From the line containing "Job ID 4072. Annotate class: white round" to the final line of the entries, every line is to be reproduced exactly; no other line belongs in the output.

-------- MATERIAL PROVIDED --------

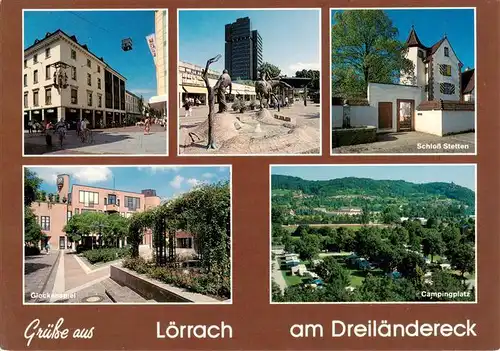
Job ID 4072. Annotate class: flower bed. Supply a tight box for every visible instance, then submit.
[122,257,230,300]
[81,247,130,264]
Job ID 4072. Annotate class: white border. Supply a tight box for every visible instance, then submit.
[23,164,233,305]
[22,9,169,157]
[329,7,477,156]
[176,8,323,157]
[268,164,478,304]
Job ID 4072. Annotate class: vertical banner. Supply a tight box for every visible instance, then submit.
[146,33,157,64]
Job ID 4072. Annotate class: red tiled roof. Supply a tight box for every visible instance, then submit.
[461,69,475,94]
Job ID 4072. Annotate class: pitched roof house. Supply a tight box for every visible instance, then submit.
[400,26,467,102]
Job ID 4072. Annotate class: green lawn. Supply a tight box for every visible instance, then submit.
[281,271,304,287]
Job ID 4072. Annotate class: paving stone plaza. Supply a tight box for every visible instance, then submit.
[24,125,167,155]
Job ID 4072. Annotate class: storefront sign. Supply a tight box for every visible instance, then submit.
[145,34,157,64]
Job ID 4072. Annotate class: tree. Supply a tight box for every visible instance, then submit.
[24,168,42,207]
[295,69,320,91]
[271,281,283,301]
[426,217,438,228]
[421,229,444,263]
[388,226,409,246]
[315,256,349,285]
[354,227,383,261]
[423,270,474,301]
[283,233,294,253]
[272,207,286,225]
[397,251,426,280]
[355,275,408,302]
[292,224,309,237]
[360,202,370,224]
[381,206,400,224]
[24,169,43,247]
[448,243,475,278]
[258,62,281,78]
[295,234,320,261]
[375,243,402,273]
[25,207,43,245]
[331,10,414,98]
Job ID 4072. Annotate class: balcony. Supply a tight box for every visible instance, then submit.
[104,203,119,212]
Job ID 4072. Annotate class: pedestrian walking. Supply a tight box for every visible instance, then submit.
[76,119,81,137]
[45,242,50,254]
[183,99,191,117]
[144,117,151,135]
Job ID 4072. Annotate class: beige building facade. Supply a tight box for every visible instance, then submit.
[178,60,257,106]
[23,29,126,129]
[125,90,142,116]
[148,10,168,115]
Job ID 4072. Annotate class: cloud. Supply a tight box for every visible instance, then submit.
[219,167,228,172]
[202,173,215,179]
[170,175,184,189]
[187,178,207,187]
[288,62,321,74]
[29,166,112,184]
[138,166,180,174]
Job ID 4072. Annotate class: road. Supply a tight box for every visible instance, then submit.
[271,256,287,293]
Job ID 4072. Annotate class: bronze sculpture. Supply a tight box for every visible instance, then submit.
[255,71,292,111]
[193,54,221,149]
[213,69,232,113]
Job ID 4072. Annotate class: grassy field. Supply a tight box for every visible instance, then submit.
[281,271,304,287]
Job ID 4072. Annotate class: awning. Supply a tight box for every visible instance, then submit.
[149,94,168,104]
[182,86,207,94]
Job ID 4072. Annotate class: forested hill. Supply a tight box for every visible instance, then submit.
[271,175,475,208]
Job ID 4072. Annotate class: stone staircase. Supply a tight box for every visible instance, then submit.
[101,278,155,303]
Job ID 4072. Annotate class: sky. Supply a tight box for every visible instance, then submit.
[24,10,158,101]
[272,165,476,191]
[28,166,231,201]
[179,10,320,76]
[331,9,475,69]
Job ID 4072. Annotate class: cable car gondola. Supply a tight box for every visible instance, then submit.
[122,38,133,51]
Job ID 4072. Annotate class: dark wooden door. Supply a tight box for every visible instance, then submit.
[378,102,393,129]
[59,236,65,250]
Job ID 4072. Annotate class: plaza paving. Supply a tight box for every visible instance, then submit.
[179,103,321,155]
[24,250,61,303]
[25,249,115,304]
[24,125,167,155]
[332,131,475,154]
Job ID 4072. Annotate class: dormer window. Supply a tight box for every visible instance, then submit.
[444,47,449,57]
[417,50,424,58]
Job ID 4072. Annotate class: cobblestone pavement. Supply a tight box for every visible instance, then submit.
[24,125,167,155]
[332,131,475,154]
[179,103,321,155]
[24,251,61,303]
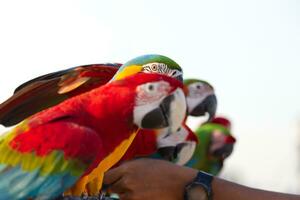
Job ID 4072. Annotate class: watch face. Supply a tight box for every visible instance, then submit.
[186,185,208,200]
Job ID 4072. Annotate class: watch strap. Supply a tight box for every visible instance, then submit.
[184,171,213,200]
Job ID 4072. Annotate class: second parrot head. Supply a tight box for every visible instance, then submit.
[184,79,217,121]
[154,124,198,163]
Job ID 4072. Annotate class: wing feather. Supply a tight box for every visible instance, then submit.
[0,121,103,200]
[0,64,120,127]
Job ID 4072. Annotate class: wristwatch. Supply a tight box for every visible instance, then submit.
[184,171,213,200]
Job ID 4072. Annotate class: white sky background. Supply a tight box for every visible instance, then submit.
[0,0,300,193]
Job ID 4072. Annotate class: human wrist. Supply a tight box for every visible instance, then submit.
[170,166,198,200]
[177,166,199,187]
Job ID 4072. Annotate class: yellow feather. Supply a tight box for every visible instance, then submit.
[88,130,137,181]
[58,77,91,94]
[86,173,103,196]
[113,65,143,80]
[20,153,32,170]
[65,130,138,196]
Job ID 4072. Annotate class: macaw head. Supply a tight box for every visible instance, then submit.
[173,124,198,165]
[195,121,236,162]
[112,54,183,81]
[207,117,235,160]
[154,124,198,163]
[184,79,217,121]
[111,73,186,133]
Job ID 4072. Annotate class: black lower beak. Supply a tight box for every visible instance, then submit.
[190,94,217,121]
[141,94,174,129]
[158,143,190,162]
[175,143,187,155]
[157,146,177,161]
[211,143,234,159]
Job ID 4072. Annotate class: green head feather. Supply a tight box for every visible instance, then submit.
[112,54,183,81]
[186,123,231,175]
[184,79,214,89]
[123,54,181,70]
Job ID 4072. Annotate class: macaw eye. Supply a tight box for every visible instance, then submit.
[193,83,204,90]
[135,81,171,106]
[151,64,158,71]
[148,84,154,91]
[172,71,177,76]
[138,82,166,94]
[144,83,158,94]
[177,127,181,132]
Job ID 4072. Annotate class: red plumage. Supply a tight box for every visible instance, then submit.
[184,124,199,143]
[9,73,183,173]
[118,129,157,162]
[10,121,103,165]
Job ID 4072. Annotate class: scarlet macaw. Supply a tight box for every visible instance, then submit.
[0,54,187,197]
[0,73,186,200]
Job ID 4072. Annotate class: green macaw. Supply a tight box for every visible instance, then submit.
[185,117,236,175]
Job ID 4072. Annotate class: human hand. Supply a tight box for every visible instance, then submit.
[103,158,198,200]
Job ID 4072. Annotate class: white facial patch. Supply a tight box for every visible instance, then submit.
[134,83,186,132]
[133,98,163,128]
[156,126,188,148]
[135,81,170,106]
[167,88,187,133]
[133,81,171,128]
[176,141,196,166]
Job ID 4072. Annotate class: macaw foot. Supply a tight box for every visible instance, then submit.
[86,173,104,196]
[64,176,89,196]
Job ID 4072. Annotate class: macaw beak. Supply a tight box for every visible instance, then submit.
[210,135,236,159]
[157,140,194,162]
[189,94,217,121]
[141,88,186,131]
[211,143,234,159]
[157,146,177,161]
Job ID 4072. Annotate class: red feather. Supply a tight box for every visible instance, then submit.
[10,121,103,164]
[10,73,183,170]
[118,129,157,162]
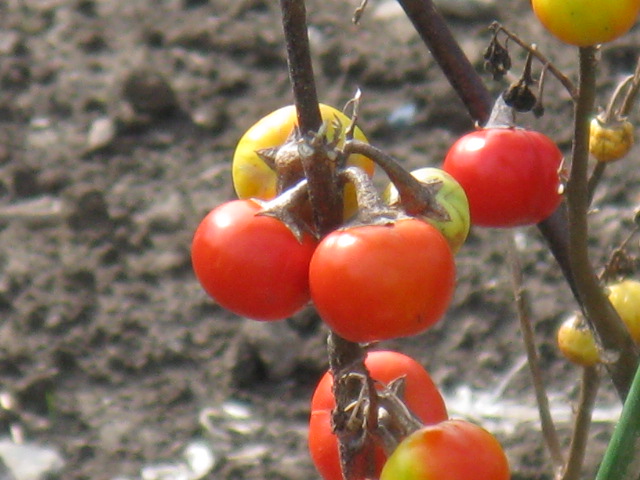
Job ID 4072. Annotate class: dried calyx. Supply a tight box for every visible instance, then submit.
[502,50,538,114]
[256,128,308,195]
[257,178,314,242]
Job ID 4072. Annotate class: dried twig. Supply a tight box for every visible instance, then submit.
[507,233,565,473]
[489,22,578,101]
[560,366,601,480]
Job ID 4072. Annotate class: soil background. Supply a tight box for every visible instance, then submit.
[1,1,640,479]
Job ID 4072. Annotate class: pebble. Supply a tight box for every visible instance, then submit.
[183,441,216,478]
[387,102,418,128]
[238,321,302,381]
[0,439,64,480]
[0,196,64,227]
[199,400,262,439]
[189,105,226,132]
[86,117,117,153]
[141,192,186,233]
[220,400,252,420]
[138,440,216,480]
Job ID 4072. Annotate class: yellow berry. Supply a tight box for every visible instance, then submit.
[232,104,374,219]
[607,279,640,345]
[557,313,600,367]
[589,117,634,163]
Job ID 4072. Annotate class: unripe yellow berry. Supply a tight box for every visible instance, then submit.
[589,117,634,163]
[557,313,600,367]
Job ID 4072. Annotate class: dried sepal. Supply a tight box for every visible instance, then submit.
[484,31,511,81]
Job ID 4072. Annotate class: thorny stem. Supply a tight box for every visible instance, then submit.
[279,0,321,133]
[507,233,565,474]
[375,379,425,454]
[565,47,638,400]
[560,366,600,480]
[327,335,379,480]
[279,3,378,479]
[279,0,342,230]
[490,22,578,101]
[381,0,640,400]
[537,204,583,304]
[396,0,493,124]
[275,1,640,476]
[258,178,312,241]
[587,163,606,205]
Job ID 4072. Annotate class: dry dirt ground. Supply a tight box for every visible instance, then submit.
[1,0,640,479]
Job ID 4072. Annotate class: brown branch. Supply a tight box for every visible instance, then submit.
[343,139,447,220]
[619,57,640,117]
[279,0,321,133]
[565,46,638,400]
[396,0,493,124]
[327,335,378,480]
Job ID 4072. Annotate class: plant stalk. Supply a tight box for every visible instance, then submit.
[279,0,342,231]
[565,47,639,400]
[279,0,321,133]
[560,366,600,480]
[279,3,378,479]
[490,22,578,100]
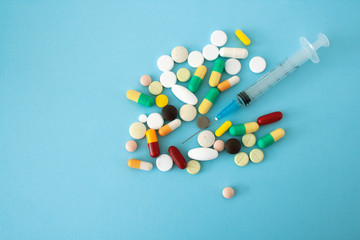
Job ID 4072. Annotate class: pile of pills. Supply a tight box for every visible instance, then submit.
[125,29,286,199]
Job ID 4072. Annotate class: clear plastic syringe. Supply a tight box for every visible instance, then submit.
[182,33,329,144]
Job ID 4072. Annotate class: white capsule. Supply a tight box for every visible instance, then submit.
[140,161,153,171]
[188,148,219,161]
[227,76,240,86]
[219,47,248,59]
[171,84,198,105]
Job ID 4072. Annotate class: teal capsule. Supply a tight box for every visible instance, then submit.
[198,88,220,114]
[209,59,225,87]
[188,65,207,92]
[257,128,285,148]
[229,122,259,136]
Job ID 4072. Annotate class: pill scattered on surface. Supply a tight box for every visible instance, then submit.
[127,90,155,107]
[138,114,147,123]
[220,47,248,59]
[202,44,219,61]
[198,87,220,114]
[186,160,201,175]
[171,46,188,63]
[146,129,160,158]
[187,51,204,68]
[188,65,207,93]
[209,59,225,87]
[129,122,146,139]
[188,148,219,161]
[197,116,210,129]
[257,111,283,125]
[148,81,163,95]
[147,113,164,130]
[128,159,153,171]
[125,140,137,152]
[157,55,174,72]
[225,138,241,154]
[217,76,240,92]
[222,187,234,199]
[156,154,173,172]
[161,105,178,121]
[155,94,168,108]
[176,68,191,82]
[160,71,177,88]
[215,121,232,137]
[171,85,198,105]
[229,122,259,136]
[225,58,241,75]
[179,104,197,122]
[198,130,215,148]
[140,75,152,86]
[249,56,266,73]
[158,119,181,136]
[235,29,251,46]
[242,134,256,147]
[168,146,187,169]
[211,30,227,47]
[249,149,264,163]
[234,152,249,166]
[258,128,285,148]
[213,140,225,152]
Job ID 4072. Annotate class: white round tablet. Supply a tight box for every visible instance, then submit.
[129,122,146,139]
[198,130,215,148]
[156,154,173,172]
[187,51,204,68]
[171,46,188,63]
[210,30,227,47]
[157,55,174,72]
[160,71,177,88]
[147,113,164,130]
[225,58,241,75]
[202,44,219,61]
[138,114,147,123]
[249,56,266,73]
[179,104,197,122]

--------

### EXERCISE ANSWER
Job ID 4072. Annotate class: white round tablet. Supply a tight box for every visible instance, then submit.
[129,122,146,139]
[198,130,215,148]
[156,154,173,172]
[187,51,204,68]
[171,46,188,63]
[210,30,227,47]
[157,55,174,72]
[160,71,177,88]
[147,113,164,130]
[225,58,241,75]
[202,44,219,61]
[138,114,147,123]
[249,56,266,73]
[179,104,197,122]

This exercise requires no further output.